## Work to be completed
Output the entries exactly.

[Stored data entries]

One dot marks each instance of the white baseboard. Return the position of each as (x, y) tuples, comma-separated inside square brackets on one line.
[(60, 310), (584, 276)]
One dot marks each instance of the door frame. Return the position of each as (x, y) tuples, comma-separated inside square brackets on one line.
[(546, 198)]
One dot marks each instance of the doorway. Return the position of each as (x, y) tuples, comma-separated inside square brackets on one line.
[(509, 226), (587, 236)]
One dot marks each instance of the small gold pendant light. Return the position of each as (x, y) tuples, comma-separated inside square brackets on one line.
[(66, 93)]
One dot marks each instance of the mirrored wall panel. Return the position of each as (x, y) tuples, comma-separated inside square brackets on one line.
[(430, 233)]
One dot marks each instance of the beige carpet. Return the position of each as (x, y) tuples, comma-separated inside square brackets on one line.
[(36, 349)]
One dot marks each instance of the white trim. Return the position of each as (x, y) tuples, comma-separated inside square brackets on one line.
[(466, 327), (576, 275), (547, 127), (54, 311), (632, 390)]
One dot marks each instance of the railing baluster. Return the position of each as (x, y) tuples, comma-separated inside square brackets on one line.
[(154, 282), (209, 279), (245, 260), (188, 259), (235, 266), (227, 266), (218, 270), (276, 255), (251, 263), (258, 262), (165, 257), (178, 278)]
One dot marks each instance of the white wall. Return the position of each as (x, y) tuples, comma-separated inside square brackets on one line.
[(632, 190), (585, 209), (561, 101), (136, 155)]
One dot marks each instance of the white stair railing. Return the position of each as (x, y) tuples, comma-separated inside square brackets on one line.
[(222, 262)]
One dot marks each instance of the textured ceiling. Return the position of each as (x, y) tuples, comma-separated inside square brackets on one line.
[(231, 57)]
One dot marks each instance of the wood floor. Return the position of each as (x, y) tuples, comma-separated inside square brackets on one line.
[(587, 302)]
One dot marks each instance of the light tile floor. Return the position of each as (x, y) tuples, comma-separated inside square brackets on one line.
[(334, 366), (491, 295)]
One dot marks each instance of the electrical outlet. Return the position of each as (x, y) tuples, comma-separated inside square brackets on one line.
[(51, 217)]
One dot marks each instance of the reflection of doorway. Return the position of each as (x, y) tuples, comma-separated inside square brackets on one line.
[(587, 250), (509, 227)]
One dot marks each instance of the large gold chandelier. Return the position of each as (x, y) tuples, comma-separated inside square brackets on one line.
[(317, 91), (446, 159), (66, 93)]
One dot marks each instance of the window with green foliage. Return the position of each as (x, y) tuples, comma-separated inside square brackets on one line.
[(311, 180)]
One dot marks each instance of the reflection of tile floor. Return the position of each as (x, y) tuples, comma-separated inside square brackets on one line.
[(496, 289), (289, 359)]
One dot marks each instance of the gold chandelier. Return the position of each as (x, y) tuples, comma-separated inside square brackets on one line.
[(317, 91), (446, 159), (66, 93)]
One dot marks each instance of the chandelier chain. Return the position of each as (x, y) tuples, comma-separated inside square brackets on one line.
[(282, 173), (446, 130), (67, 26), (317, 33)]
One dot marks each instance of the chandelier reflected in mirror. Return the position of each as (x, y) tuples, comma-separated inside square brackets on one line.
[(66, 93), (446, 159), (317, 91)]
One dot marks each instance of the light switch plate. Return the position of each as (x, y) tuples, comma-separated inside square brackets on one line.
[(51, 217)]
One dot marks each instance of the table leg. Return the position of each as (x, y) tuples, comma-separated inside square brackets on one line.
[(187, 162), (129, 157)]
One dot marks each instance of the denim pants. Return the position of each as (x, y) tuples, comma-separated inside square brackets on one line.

## Expected answer
One dot marks each instance of the white baseboard. Return the position of each as (x, y) tuples, comma-separated inside square brackets on one line.
[(60, 310), (584, 276)]
One dot marks each instance of the door frame. Return the position of each as (x, y) tuples, comma-separated inside square brackets on one line.
[(546, 198)]
One dot marks each instance of the doorway. Return the position of each as (x, y) tuples, comma-separated inside square brackets on one line.
[(509, 226), (587, 236)]
One dot marks each instance of the small gold pendant light. Return the position of each as (x, y) tuples, comma-separated inside square brackets on one line.
[(66, 93)]
One dot marks each instance of the mirrored wall panel. Return the position of each as (x, y) tuples, comma-separated inside square brackets on one line.
[(430, 233)]
One dot marks each instance of the beige carpet. Return the position of each as (x, y) tuples, comma-separated inside square brackets on one line.
[(36, 349)]
One dot marks each instance of the white trim. Return the position of each as (x, y) tuples, comma-separated inside square brackets on one line.
[(466, 327), (576, 275), (547, 127), (54, 311), (632, 390)]
One dot marks each instance of the railing baluster. Return the position of each as (x, y) tuples, comma-separated inside square brackets on one line.
[(154, 282), (209, 279), (245, 260), (188, 259), (235, 266), (227, 266), (218, 270), (276, 255), (251, 263), (258, 262), (165, 257), (178, 278)]
One dot marks each instance of the white wall. Return the position of each as (x, y) tuples, comma-separated inside square brackets on one line.
[(632, 190), (585, 209), (561, 101), (136, 155)]
One dot marks each instance of the white stair railing. Return the position of each as (x, y) tuples, comma-separated inside square brackets on one line.
[(222, 262)]
One dot marks each instance of the textured ceiling. Return the position of each as (x, y) tuples, comma-separated inside square brackets on one line.
[(231, 57)]
One dot marks each instance of the wood floor. Return the position of each as (x, y) tuples, comma-separated inside square brackets on one line.
[(587, 302)]
One dot marks each instance of the light tile floor. Return the position of each as (x, y) tuples, comma-separated inside square brackets on one line.
[(334, 366), (491, 295)]
One dot marks each instance of the electrical outlet. Return the position of each as (x, y) tuples, comma-separated inside square brackets on one line.
[(51, 217)]
One dot marks each instance of the reflection of doorway. Return the position of each as (x, y) tuples, comma-separated inside square brackets on one line.
[(587, 250), (509, 227)]
One dot marks each instance of the large gold chandelier. Return the position of each as (x, y) tuples, comma-separated inside square brackets on one line.
[(317, 91), (446, 159), (66, 93)]
One dot marks each instance of the window with green foliage. Return the position of each as (x, y) tuples, comma-separated inside square brackets on one line.
[(311, 180)]
One dot marks each instance of the reflection of tile floor. Return the position of each as (x, y) tuples, comma-separated inside square brackets on one line.
[(496, 289), (289, 359)]
One dot marks each instance of the gold chandelier. Return the position of each as (x, y) tuples, comma-separated inside square brackets on one line.
[(317, 91), (446, 159), (66, 93)]
One dot marks each instance of the chandelier chain. Return the position of each as (x, y) tuples, comma-separated inside square brackets on one line.
[(282, 173), (446, 130), (67, 26), (317, 33)]
One dot marks each instance of the chandelier reflected in mirror. Return the position of each as (x, y) tuples, comma-separated inside square brackets on one line.
[(66, 93), (446, 159), (317, 91)]
One dot marks each instance of the light switch plate. Return the position of each as (x, y) tuples, comma-separated inside square brackets on one line.
[(51, 217)]
One dot marks each instance of the table leg. Return the position of each as (x, y) tuples, comma-separated inside square brackets on one line.
[(187, 162), (129, 157)]
One dot marks each instance of the denim pants. Return the position of each as (x, y) tuples, comma-separated inside square brackets on one line.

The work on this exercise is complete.